• [Work required]:
Using the article on the no-shampoo movement below, explain in one to three sentences why washing hair only in conditioner is supposed to prevent dryness and damage.

• [Text segment]:
The no-shampoo movement has millions of women, especially African American women, dropping detergent-based shampoos in an effort to cleanse hair in a way that leaves it softer and less likely to break off or develop split ends.
The idea is that we are all just one Wen commercial away from fabulous hair. As Wen’s inventor, celebrity stylist Chaz Dean, says shampooing is “abuse to your hair.” In some cases perhaps, but not all. As reports of Wen-related hair loss increase and dermatologists report patient complaints with other no-poo regimens, dumping the shampoo altogether may not be the healthiest choice for everyone.
There are many situations, expert dermatologists report, when hair needs to be washed with at least a gentle detergent. The idea behind washing hair only in conditioner (co-washing or no-poo) is that you avoid stripping your hair of natural oils, which prevents dryness and damage. Unfortunately, “it’s not a one-size-fits-all situation,” said Angela Lamb, MD, director of Westside Mount Sinai Dermatology in New York City, in a new Mount Sinai interview about the no-shampoo related issues dermatologists are starting to see among patients. “There are some hair types that would tolerate it better than others.”

• [Excerpted data]:
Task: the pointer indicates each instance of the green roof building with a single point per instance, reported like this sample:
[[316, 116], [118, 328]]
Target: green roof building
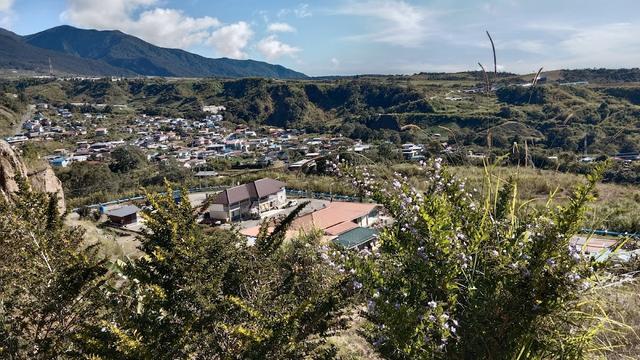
[[356, 237]]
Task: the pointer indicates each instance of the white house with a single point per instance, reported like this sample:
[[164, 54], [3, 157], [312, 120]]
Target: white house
[[242, 201]]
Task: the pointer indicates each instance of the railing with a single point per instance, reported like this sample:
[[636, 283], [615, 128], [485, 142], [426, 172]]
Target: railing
[[143, 197]]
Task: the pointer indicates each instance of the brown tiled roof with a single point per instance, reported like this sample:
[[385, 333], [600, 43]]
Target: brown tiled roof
[[335, 219], [341, 228], [251, 191]]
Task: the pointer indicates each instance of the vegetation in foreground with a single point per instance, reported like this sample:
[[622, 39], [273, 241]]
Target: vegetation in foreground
[[448, 269]]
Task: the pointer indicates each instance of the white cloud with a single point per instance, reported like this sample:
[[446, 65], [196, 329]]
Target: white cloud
[[396, 22], [231, 40], [5, 5], [160, 26], [272, 48], [301, 11], [280, 27], [6, 13], [608, 45]]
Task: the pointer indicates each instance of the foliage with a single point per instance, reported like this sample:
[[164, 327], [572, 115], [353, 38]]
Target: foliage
[[211, 295], [454, 278], [48, 279]]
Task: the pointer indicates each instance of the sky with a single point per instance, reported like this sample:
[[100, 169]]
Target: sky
[[345, 37]]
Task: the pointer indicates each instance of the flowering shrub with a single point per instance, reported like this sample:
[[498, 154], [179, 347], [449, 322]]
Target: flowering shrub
[[455, 277]]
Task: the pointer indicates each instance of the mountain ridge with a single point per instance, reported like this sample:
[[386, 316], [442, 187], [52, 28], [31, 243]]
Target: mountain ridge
[[113, 52]]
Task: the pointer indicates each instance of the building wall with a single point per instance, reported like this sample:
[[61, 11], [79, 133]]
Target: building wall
[[368, 220]]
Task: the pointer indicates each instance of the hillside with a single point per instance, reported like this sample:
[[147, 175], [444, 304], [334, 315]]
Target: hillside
[[551, 117], [19, 55], [73, 51], [137, 56]]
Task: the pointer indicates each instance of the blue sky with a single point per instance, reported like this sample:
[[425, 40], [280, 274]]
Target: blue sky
[[363, 36]]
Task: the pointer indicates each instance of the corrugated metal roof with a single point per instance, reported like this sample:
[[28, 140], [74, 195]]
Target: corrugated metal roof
[[124, 211], [251, 191], [356, 237]]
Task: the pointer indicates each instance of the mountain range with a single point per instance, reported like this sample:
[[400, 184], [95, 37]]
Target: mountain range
[[73, 51]]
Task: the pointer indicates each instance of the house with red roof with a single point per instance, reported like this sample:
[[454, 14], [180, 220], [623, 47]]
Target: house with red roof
[[248, 200]]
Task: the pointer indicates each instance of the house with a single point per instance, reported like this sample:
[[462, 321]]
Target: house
[[59, 161], [244, 201], [411, 151], [124, 216], [345, 223]]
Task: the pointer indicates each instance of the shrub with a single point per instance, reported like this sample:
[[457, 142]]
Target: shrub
[[456, 278]]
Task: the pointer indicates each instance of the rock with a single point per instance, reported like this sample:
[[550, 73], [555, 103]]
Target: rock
[[46, 181], [10, 167], [43, 180]]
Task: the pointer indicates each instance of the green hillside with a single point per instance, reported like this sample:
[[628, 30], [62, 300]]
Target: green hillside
[[551, 117]]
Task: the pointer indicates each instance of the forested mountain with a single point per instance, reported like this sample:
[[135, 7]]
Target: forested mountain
[[92, 52], [17, 54], [598, 119]]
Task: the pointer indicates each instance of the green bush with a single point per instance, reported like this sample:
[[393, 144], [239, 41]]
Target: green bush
[[456, 278]]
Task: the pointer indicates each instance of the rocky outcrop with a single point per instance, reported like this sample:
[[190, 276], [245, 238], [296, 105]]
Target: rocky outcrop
[[10, 167], [42, 180]]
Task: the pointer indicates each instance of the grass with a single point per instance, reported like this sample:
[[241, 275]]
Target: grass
[[621, 304]]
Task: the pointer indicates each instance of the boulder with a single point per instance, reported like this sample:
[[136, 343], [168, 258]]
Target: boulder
[[41, 180]]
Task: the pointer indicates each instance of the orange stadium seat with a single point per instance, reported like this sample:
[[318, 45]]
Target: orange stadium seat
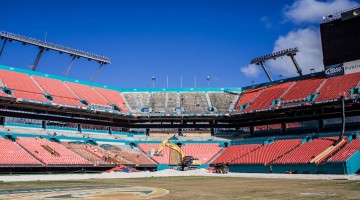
[[113, 97], [65, 156], [234, 152], [268, 153], [61, 93], [307, 151], [12, 154], [346, 152], [270, 94], [336, 86], [87, 93], [302, 89]]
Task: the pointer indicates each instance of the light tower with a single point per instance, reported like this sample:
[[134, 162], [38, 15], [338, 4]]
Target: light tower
[[208, 80], [153, 78]]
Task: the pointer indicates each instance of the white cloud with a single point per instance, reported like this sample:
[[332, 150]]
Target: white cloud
[[266, 21], [312, 11], [309, 56], [250, 70]]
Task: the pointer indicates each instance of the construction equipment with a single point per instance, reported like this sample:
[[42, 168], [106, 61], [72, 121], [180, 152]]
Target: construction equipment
[[221, 168], [183, 161]]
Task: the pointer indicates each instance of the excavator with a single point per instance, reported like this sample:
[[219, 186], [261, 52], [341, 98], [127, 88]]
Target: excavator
[[184, 161]]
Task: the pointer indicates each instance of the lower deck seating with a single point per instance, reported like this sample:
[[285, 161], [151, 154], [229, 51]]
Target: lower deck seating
[[234, 152], [133, 156], [12, 154], [50, 153], [307, 151], [268, 153], [85, 152], [161, 159], [346, 152]]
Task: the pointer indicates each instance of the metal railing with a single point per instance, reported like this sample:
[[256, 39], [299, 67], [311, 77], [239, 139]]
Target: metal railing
[[56, 47]]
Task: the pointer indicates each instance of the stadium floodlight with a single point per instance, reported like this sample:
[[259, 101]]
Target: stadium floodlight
[[291, 52], [208, 79], [43, 45], [153, 78]]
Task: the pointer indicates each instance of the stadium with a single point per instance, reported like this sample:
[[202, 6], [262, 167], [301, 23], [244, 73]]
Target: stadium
[[302, 127]]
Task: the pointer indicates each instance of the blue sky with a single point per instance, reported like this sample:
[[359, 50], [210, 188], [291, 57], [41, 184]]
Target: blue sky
[[171, 38]]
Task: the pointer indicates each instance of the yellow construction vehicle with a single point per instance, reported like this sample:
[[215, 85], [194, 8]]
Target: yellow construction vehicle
[[182, 160]]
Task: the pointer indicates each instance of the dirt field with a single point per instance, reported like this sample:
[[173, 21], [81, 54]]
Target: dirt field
[[205, 188]]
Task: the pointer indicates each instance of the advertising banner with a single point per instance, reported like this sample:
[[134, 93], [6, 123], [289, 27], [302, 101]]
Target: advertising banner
[[352, 67], [334, 70]]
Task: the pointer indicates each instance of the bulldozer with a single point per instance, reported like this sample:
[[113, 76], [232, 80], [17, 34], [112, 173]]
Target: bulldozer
[[177, 155], [221, 168]]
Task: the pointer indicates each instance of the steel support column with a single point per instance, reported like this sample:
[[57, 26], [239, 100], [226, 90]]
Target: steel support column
[[67, 71], [265, 70], [298, 69], [38, 58], [97, 72], [2, 48]]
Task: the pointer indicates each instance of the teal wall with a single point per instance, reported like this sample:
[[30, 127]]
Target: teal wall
[[353, 163], [327, 168]]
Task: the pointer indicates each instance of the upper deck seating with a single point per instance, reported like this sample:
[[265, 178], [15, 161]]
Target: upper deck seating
[[336, 86], [85, 92], [194, 102], [346, 152], [22, 86], [302, 89], [59, 91], [222, 101], [163, 102], [247, 96], [264, 100], [137, 100], [113, 97]]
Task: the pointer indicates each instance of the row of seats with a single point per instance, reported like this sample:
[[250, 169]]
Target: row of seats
[[50, 153], [268, 153], [307, 151], [346, 152], [12, 154], [28, 87], [134, 156], [325, 89], [86, 153]]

• [Solved problem]:
Washing hair only in conditioner is meant to avoid stripping the hair of its natural oils. Keeping those oils is what is supposed to prevent dryness and damage.